:: SOURCE DATA ::
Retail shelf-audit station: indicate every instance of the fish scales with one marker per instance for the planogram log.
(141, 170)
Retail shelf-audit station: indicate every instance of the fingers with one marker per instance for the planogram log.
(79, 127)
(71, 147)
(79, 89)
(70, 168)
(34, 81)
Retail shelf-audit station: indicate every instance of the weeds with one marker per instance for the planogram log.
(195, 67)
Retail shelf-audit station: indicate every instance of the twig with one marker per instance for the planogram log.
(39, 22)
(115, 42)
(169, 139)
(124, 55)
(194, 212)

:: DO THIS ::
Turn every line of the records above into a JSON list of strings, one string per line, skipping any blank lines.

:: EXERCISE ANSWER ::
[
  "Retail shelf-audit station: indicate every instance of the fish scales with one marker per instance for the planogram log.",
  "(141, 170)",
  "Retail shelf-audit station: indicate every instance of the fingers with one marker per instance for the planogram log.",
  "(79, 127)",
  "(71, 147)",
  "(79, 89)",
  "(70, 168)",
  "(34, 81)",
  "Retail shelf-audit station: indicate every instance of the weeds with one marker per instance for the planogram log.",
  "(195, 67)",
  "Retail shelf-audit station: indicate every instance of the twig with one marker per instance for the planogram log.",
  "(39, 22)",
  "(115, 42)",
  "(169, 139)",
  "(124, 55)",
  "(194, 212)"
]